Things to do >>
(a) In the porcelain-making thread, what does one poster add to improve thermal shock resistance?
(b) Resume the porcelain-making thread from the point where it stops.

# Make your own porcelain.



## HAuCl4 (Jun 14, 2012)

For custom shapes this is the way to go if you want to save $.

http://www.ehow.com/how_2041701_make-porcelain-pottery.html

Please post other links, procedures, photos. 

You can usually have a pottery school with a porcelain oven to "cook" your piece very inexpensively.


----------



## Irons2 (Jun 14, 2012)

To improve thermal shock resistance, add about 5% Petalite. It decreases the coefficient of expansion of the finished item. I tested mine by heating them white-hot and dropping them into a bucket of water. They didn't crack. It's fun to watch a glowing-hot crucible sitting on the bottom of the bucket, just boiling the water away.
Ball Clay has a fair amount of Iron in it. #6 Tile Clay is plastic enough that Ball Clay isn't needed and it fires White. 

The best way to limit shrinkage is by using a low moisture mix and pressing it in a mold. Something to put that old Arbor Press back to work.

The key is high-firing the item before use to at least cone 10. I fire mine at about 1200 deg C. for at least 4 hours and let them cool slowly in the furnace.

I also found that the melting dishes that Lasesteve sells last much longer if refired at 1200 deg C. Now I make my own. The Clay they use sucks. It's not the thing to use if you want a very clean melt. Fore general use, they work fine.


----------



## Lou (Jun 14, 2012)

I would like to get some big 4" X 20" X 3" porcelain boats or trays for calcinations. We use quartz for that but its lifespan is limited.

Anyone here good with this stuff?


----------



## Irons2 (Jun 14, 2012)

Lou said:


> I would like to get some big 4" X 20" X 3" porcelain boats or trays for calcinations. We use quartz for that but its lifespan is limited.
> 
> Anyone here good with this stuff?

Items >>

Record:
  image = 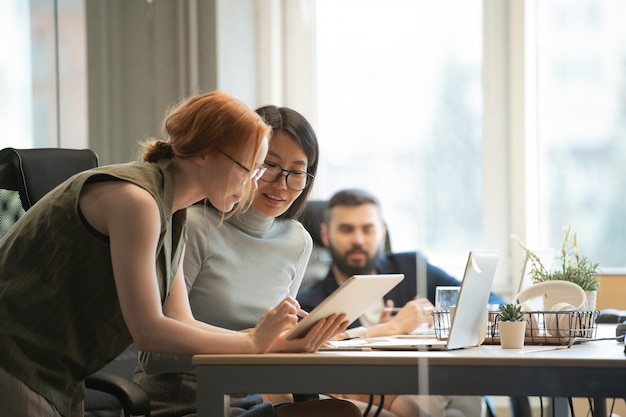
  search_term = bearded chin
[330,249,376,277]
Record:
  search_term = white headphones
[513,281,587,338]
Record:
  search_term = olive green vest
[0,160,187,415]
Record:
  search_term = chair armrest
[85,371,150,416]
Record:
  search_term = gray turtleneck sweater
[140,205,313,373]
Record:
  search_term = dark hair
[322,188,380,224]
[256,106,319,219]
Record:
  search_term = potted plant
[498,303,526,349]
[517,226,600,310]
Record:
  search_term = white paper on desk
[325,335,445,350]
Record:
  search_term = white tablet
[285,274,404,339]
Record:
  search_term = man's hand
[367,298,433,337]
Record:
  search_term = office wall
[86,0,257,164]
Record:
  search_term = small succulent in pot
[498,303,524,321]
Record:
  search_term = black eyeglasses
[259,161,315,191]
[218,149,267,184]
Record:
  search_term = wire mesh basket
[432,310,599,345]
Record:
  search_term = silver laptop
[329,250,499,350]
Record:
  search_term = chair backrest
[0,148,150,417]
[0,148,98,210]
[300,200,391,291]
[0,148,98,238]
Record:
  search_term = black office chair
[0,148,150,417]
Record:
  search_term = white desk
[193,326,626,417]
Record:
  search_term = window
[316,0,483,276]
[537,0,626,267]
[0,0,88,148]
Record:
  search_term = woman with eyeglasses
[0,92,352,417]
[134,106,361,417]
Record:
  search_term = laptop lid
[446,249,499,349]
[517,248,555,293]
[285,274,404,339]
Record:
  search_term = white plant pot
[585,291,598,311]
[498,321,526,349]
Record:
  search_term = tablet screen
[286,274,404,339]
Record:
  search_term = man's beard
[329,246,376,277]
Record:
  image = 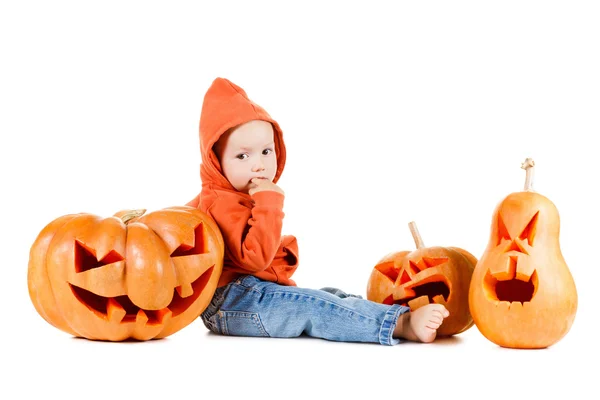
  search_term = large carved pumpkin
[367,222,477,336]
[469,158,577,348]
[27,206,224,341]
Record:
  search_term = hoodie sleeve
[209,191,285,272]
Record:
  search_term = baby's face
[215,120,277,193]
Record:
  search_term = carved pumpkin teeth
[175,283,194,298]
[432,294,446,306]
[106,298,127,323]
[135,308,148,326]
[155,308,173,325]
[408,296,429,310]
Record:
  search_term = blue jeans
[201,275,410,345]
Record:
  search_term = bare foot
[394,304,450,343]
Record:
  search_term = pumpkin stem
[408,221,425,249]
[521,158,535,192]
[115,208,146,224]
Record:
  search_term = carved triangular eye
[496,214,511,246]
[75,240,124,273]
[519,211,540,246]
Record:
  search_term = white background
[0,1,600,399]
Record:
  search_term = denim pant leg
[321,286,362,299]
[202,276,409,345]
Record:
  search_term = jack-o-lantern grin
[69,267,214,325]
[68,225,216,325]
[27,206,224,341]
[377,257,450,306]
[483,211,539,308]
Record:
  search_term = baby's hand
[248,178,285,196]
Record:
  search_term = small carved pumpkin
[469,158,577,348]
[367,222,477,336]
[27,206,224,341]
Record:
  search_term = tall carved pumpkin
[469,158,577,348]
[367,222,477,337]
[27,206,224,341]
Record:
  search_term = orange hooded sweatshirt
[187,78,298,287]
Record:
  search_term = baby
[187,78,449,345]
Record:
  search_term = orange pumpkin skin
[469,161,577,349]
[367,225,477,337]
[27,206,224,341]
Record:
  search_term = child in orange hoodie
[187,78,448,345]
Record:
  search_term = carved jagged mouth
[483,271,538,305]
[69,267,214,325]
[383,281,450,308]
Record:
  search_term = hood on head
[200,78,286,190]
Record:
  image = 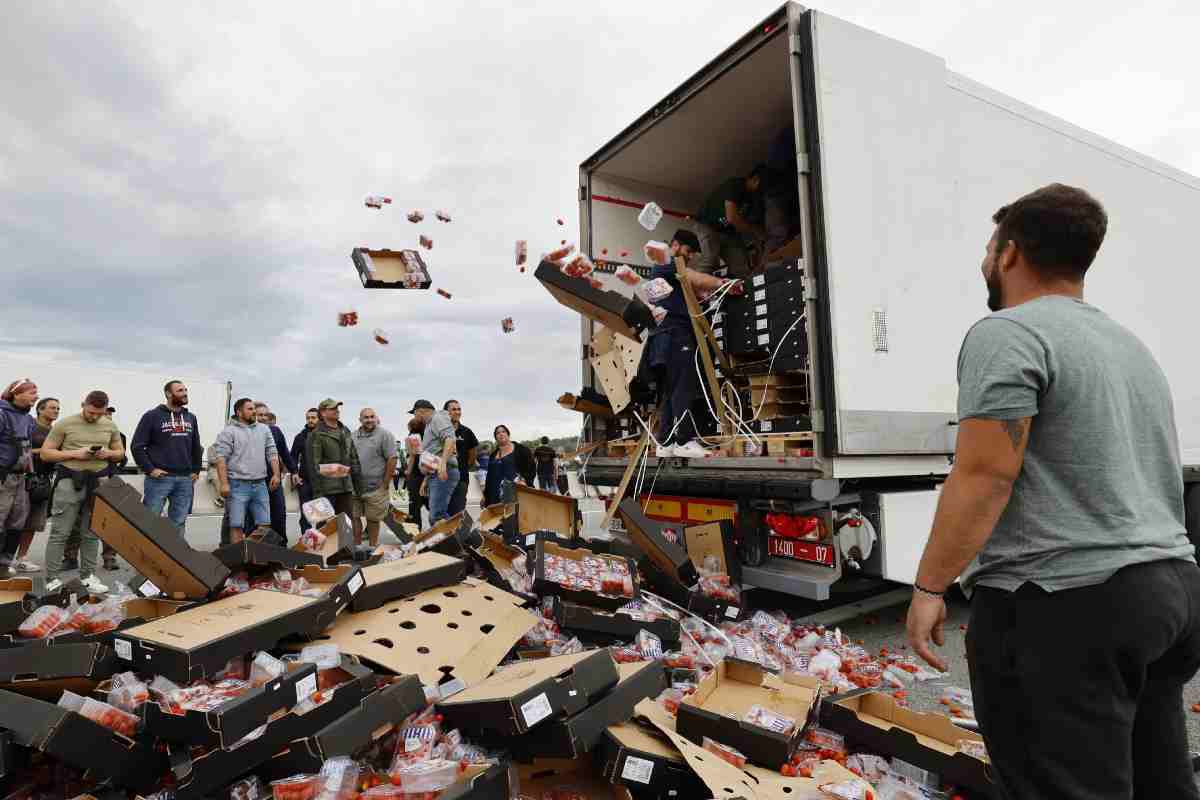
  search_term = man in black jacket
[289,408,320,534]
[133,380,204,535]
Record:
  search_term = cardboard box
[113,587,343,685]
[257,675,426,781]
[683,519,742,583]
[322,578,538,697]
[0,578,37,633]
[350,247,433,289]
[554,597,679,650]
[593,721,704,800]
[504,661,667,758]
[350,553,467,612]
[292,513,354,566]
[91,477,229,600]
[676,658,821,769]
[617,498,700,587]
[821,691,996,794]
[170,658,376,800]
[142,662,317,747]
[0,686,166,792]
[515,483,581,539]
[533,541,640,610]
[0,639,118,695]
[438,650,618,736]
[212,530,321,572]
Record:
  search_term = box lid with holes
[91,477,229,600]
[314,578,538,697]
[438,650,618,734]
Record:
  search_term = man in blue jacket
[133,380,204,536]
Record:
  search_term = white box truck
[580,2,1200,600]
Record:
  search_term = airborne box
[438,650,618,735]
[91,477,229,600]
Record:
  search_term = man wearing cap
[0,378,37,578]
[305,397,362,517]
[409,399,458,524]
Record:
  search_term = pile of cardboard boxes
[0,479,989,800]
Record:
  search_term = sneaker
[674,439,708,458]
[83,575,108,595]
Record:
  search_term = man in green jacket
[305,397,362,516]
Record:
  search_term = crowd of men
[0,378,565,585]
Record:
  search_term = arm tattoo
[1001,420,1026,450]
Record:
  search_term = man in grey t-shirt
[908,184,1200,800]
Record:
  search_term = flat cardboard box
[91,477,229,600]
[350,247,433,289]
[683,519,742,583]
[319,578,538,697]
[533,540,640,610]
[350,553,467,612]
[113,589,336,685]
[504,661,667,758]
[593,721,704,800]
[617,498,700,587]
[821,691,996,795]
[142,662,317,748]
[515,483,581,539]
[292,513,354,566]
[170,658,376,800]
[212,531,321,571]
[553,599,679,650]
[676,658,821,769]
[0,690,166,792]
[438,650,618,735]
[258,675,426,781]
[0,578,37,633]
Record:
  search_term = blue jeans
[226,477,271,533]
[142,475,193,534]
[430,467,458,524]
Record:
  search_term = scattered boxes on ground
[0,479,990,800]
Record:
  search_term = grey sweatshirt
[212,421,278,481]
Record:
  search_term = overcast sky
[0,0,1200,438]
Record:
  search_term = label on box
[113,639,133,661]
[521,692,554,728]
[620,756,654,783]
[296,673,317,703]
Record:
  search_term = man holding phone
[41,390,125,594]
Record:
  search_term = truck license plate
[767,534,834,570]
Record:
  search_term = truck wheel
[738,531,767,566]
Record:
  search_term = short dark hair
[671,228,700,253]
[991,184,1109,281]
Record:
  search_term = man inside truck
[642,228,740,458]
[691,164,769,278]
[908,184,1200,800]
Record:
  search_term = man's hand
[908,589,946,672]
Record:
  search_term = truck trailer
[568,2,1200,601]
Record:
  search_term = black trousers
[967,560,1200,800]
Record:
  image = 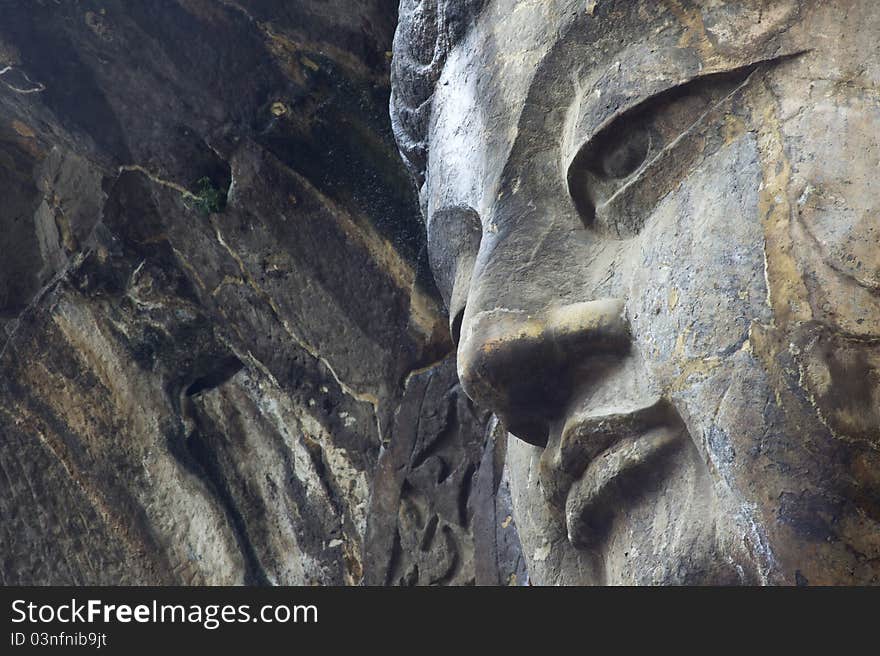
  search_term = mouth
[541,398,685,549]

Answers in order >>
(a) About 5% Petalite.

(b)
I thought about that for a bit. Someone would need quite a large Kiln to fire that baby. It's not just fitting the boat in the kiln, but minimizing the temperature gradient across the piece, so the interior would have to be substantially larger.
You could bake a whole Salami in that. :mrgreen:


----------



## Irons2 (Jun 14, 2012)

Some useful links:

http://www.sheffield-pottery.com/Raw-Materials-Dictionary-Glaze-making-Clay-Ingredients-s/36.htm

http://digitalfire.com/4sight/education/formulating_a_porcelain_282.html

http://baileypottery.com/clay/clays-chemicals.htm

http://www.lagunaclay.com/catalog/


----------



## qst42know (Jun 14, 2012)

Lou said:


> I would like to get some big 4" X 20" X 3" porcelain boats or trays for calcinations. We use quartz for that but its lifespan is limited.
> 
> Anyone here good with this stuff?



Hi Lou 

Have you considered something completely different? 

Like something off the tight budget shelf.

Corning PyroCeram cookware.

http://www.shopworldkitchen.com/corningware/stovetop-pyroceram-just-white-casserole-1096586

I have not calcined platinum but I have incinerated carbon soot directly from their surface with a propane torch.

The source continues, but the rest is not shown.